**Directive:** Rewrite the part of the mpi4py-ve installation guide starting with "When executing Python" and going on through "scripts once advance.", putting "mpiexec" in place of "mpirun".

**Document text:**
· · · · ·
2. Put the wheel package to your any directory.
3. Install the local wheel package via pip command.
  $ pip install <path_to_wheel>

The shared objects for Vector Host, which are included in the wheel package, are compiled by gcc 4.8.5 and tested by using following software:

NEC MPI	v2.26.0 and v3.5.0
NumPy	v1.19.5
NLCPy	v3.0.1

Install from source (with building)

Before building this package, you need to execute the environment setup script necmpivars.sh or necmpivars.csh once advance.

When using sh or its variant:

For VE30

$ source /opt/nec/ve3/mpi/X.X.X/bin/necmpivars.sh

For VE20, VE10, or VE10E

$ source /opt/nec/ve/mpi/X.X.X/bin/necmpivars.sh

When using csh or its variant:

For VE30

% source /opt/nec/ve3/mpi/X.X.X/bin/necmpivars.csh

For VE20, VE10, or VE10E

% source /opt/nec/ve/mpi/X.X.X/bin/necmpivars.csh

Here, X.X.X denotes the version number of NEC MPI.

After that, execute the following commands:

$ git clone https://github.com/SX-Aurora/mpi4py-ve.git
$ cd mpi4py-ve
$ python setup.py build --mpi=necmpi
$ python setup.py install

Example

Transfer Array

Transfers an NLCPy's ndarray from MPI rank 0 to 1 by using comm.Send() and comm.Recv():

from mpi4pyve import MPI
import nlcpy as vp

comm = MPI.COMM_WORLD
size = comm.Get_size()
rank = comm.Get_rank()

if rank == 0:
    x = vp.array([1,2,3], dtype=int)
    comm.Send(x, dest=1)

elif rank == 1:
    y = vp.empty(3, dtype=int)
    comm.Recv(y, source=0)

Sum of Numbers

Sums the numbers locally, and reduces all the local sums to the root rank (rank=0):

from mpi4pyve import MPI
import nlcpy as vp

comm = MPI.COMM_WORLD
size = comm.Get_size()
rank = comm.Get_rank()

N = 1000000000
begin = N * rank // size
end = N * (rank + 1) // size

sendbuf = vp.arange(begin, end).sum()
recvbuf = comm.reduce(sendbuf, MPI.SUM, root=0)

The following table shows the performance results[msec] on VE Type 20B:

np=1	np=2	np=3	np=4	np=5	np=6	np=7	np=8
35.8	19.0	12.6	10.1	8.1	7.0	6.0	5.5

Execution

When executing Python script using mpi4py-ve, use mpirun command of NEC MPI on an x86 server of SX-Aurora TSUBASA. Before running the Python script, you need to execute the environment the following setup scripts once advance.
· · · · ·
Records of labeled boxes:
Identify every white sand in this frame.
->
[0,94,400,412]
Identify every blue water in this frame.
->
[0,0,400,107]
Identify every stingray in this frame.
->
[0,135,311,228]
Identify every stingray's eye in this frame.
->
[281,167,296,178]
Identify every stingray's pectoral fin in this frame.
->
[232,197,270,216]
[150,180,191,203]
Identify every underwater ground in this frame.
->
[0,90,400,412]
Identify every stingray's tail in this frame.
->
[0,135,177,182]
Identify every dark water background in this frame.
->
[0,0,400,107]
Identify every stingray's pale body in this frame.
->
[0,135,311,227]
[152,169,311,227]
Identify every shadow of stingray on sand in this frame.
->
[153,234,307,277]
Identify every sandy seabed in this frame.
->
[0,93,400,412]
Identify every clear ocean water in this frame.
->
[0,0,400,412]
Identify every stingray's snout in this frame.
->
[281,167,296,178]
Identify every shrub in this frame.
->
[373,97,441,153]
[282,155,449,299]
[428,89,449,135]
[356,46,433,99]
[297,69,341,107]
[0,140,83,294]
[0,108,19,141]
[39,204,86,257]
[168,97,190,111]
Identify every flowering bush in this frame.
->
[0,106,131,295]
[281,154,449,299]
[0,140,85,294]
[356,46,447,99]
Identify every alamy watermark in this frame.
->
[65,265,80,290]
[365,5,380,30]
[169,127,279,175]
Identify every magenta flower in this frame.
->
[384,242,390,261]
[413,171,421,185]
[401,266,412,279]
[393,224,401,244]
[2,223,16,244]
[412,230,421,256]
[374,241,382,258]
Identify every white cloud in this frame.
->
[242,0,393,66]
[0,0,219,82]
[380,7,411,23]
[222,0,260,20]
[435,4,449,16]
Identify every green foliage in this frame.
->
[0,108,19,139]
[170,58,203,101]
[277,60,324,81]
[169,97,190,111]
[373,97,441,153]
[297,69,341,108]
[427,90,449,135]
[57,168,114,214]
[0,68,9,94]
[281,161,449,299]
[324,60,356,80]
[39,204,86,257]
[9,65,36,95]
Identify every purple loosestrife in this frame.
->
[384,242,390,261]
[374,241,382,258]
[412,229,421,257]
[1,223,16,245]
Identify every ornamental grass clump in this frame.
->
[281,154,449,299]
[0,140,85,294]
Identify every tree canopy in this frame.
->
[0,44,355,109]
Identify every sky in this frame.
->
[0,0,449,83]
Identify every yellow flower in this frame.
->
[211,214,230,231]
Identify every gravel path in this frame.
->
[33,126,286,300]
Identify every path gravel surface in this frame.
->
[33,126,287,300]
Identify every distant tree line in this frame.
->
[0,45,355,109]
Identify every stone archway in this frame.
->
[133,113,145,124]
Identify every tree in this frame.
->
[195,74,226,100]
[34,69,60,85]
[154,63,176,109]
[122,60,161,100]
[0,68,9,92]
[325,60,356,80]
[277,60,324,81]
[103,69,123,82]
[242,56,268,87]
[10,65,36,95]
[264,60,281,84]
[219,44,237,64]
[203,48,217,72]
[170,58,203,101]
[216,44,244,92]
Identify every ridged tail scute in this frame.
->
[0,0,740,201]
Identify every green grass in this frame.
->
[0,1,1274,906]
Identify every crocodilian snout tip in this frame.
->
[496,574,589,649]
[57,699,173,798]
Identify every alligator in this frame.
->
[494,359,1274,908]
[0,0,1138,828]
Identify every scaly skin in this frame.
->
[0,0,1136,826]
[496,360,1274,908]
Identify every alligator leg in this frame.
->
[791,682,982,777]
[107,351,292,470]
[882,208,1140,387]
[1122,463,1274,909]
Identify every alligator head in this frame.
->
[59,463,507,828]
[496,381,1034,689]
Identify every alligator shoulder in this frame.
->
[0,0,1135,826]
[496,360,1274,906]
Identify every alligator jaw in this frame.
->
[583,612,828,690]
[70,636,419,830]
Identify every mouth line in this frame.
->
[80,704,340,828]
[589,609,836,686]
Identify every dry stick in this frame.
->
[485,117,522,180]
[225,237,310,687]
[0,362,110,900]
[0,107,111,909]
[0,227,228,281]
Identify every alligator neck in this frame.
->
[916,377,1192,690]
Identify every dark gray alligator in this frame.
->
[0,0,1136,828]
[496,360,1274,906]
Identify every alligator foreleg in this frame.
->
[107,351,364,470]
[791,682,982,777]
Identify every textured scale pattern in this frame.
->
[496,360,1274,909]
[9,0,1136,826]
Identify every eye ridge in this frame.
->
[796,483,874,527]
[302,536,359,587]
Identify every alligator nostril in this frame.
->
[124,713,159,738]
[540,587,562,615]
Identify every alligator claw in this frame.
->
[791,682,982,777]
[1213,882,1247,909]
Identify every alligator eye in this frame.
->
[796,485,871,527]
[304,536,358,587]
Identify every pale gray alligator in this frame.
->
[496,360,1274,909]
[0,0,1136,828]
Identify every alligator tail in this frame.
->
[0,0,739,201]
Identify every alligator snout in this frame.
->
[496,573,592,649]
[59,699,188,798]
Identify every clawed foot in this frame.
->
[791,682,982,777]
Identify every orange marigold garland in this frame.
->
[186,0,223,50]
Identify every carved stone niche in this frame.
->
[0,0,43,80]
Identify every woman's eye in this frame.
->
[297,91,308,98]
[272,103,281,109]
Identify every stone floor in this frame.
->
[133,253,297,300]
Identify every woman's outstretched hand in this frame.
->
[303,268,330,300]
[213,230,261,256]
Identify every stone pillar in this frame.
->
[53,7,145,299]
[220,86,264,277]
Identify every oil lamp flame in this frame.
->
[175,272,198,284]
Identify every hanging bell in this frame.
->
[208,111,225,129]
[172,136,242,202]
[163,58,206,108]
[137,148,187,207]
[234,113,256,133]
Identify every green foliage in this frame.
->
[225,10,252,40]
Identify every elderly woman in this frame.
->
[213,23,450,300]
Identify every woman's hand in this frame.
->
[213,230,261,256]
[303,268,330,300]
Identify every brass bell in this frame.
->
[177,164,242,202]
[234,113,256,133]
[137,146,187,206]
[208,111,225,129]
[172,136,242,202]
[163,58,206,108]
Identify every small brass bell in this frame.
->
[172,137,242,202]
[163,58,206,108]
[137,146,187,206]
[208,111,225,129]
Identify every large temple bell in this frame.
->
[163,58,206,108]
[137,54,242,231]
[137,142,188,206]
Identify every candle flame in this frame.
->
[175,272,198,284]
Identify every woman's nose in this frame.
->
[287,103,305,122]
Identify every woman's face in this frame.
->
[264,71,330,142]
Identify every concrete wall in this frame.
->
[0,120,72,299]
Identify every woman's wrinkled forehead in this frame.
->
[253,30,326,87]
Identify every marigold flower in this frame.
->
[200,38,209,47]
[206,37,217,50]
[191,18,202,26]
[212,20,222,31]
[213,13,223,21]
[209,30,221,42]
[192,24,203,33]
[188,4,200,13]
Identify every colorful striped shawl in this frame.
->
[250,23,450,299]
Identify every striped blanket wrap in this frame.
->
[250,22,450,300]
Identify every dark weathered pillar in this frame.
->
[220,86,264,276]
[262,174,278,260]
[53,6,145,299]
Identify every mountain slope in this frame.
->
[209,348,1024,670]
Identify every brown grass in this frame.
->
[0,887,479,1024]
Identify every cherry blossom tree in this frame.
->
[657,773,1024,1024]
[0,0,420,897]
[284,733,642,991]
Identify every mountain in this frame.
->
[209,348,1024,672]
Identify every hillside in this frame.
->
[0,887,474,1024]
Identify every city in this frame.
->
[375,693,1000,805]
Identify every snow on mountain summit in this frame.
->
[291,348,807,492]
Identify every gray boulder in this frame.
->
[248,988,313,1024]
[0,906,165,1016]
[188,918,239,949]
· · · · ·
**Result of the exercise:**
When executing Python script using mpi4py-ve, use mpiexec command of NEC MPI on an x86 server of SX-Aurora TSUBASA. Before running the Python script, you need to execute the environment the following setup scripts once advance.